Parts of the exercise =>
**a.** From the pickle question, please reproduce everything from "I uploaded this" down to "f = open(download_path, 'rb')".
**b.** List every keyword argument passed to RandomForestClassifier in the pickle question.
**c.** In the pickle question, what error appears when the model is loaded in AWS Lambda?

Supplied passage =>
问题
I am using pickle
to save my trained ML model. For the learning part, I am using scikit-learn
library and building a RandomForestClassifier
rf = RandomForestClassifier(n_estimators=100, max_depth=20,
min_samples_split=2, max_features='auto', oob_score=True,
random_state=123456)
rf.fit(X, y)
fp = open('model.pckl', 'wb')
pickle.dump(rf, fp, protocol=2)
fp.close()
I uploaded this model on S3 and I am fetching this model using boto3
library in AWS Lambda.
s3_client = boto3.client('s3')
bucket = 'mlbucket'
key = 'model.pckl'
download_path = '/tmp/{}{}'.format(uuid.uuid4(), key)
s3_client.download_file(bucket, key, download_path)
f = open(download_path, 'rb')
model = pickle.load(f)
f.close()
However, I am getting ValueError: non-string names in Numpy dtype unpickling
error at this line: model = pickle.load(f)

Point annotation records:
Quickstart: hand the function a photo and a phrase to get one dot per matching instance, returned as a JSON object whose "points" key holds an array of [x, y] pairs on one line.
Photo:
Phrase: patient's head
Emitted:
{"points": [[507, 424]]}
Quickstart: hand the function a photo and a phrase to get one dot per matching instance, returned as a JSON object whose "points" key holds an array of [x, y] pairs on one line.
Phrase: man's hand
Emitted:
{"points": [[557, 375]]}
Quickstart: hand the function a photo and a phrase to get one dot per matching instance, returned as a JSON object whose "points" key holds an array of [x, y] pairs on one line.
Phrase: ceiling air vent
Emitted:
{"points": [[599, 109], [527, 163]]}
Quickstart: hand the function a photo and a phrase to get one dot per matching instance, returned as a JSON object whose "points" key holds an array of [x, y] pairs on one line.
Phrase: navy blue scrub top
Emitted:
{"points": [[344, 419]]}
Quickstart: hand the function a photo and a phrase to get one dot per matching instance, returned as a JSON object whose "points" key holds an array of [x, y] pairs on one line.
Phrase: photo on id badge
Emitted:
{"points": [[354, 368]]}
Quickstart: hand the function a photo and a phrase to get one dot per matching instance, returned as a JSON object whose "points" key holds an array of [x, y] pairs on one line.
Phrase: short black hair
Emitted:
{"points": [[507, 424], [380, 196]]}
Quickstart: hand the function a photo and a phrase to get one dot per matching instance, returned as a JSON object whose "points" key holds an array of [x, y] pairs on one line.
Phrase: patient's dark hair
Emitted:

Task-by-task results =>
**a.**
I uploaded this model on S3 and I am fetching this model using boto3
library in AWS Lambda.
s3_client = boto3.client('s3')
bucket = 'mlbucket'
key = 'model.pckl'
download_path = '/tmp/{}{}'.format(uuid.uuid4(), key)
s3_client.download_file(bucket, key, download_path)
f = open(download_path, 'rb')

**b.** n_estimators, max_depth, min_samples_split, max_features, oob_score, random_state

**c.** ValueError: non-string names in Numpy dtype unpickling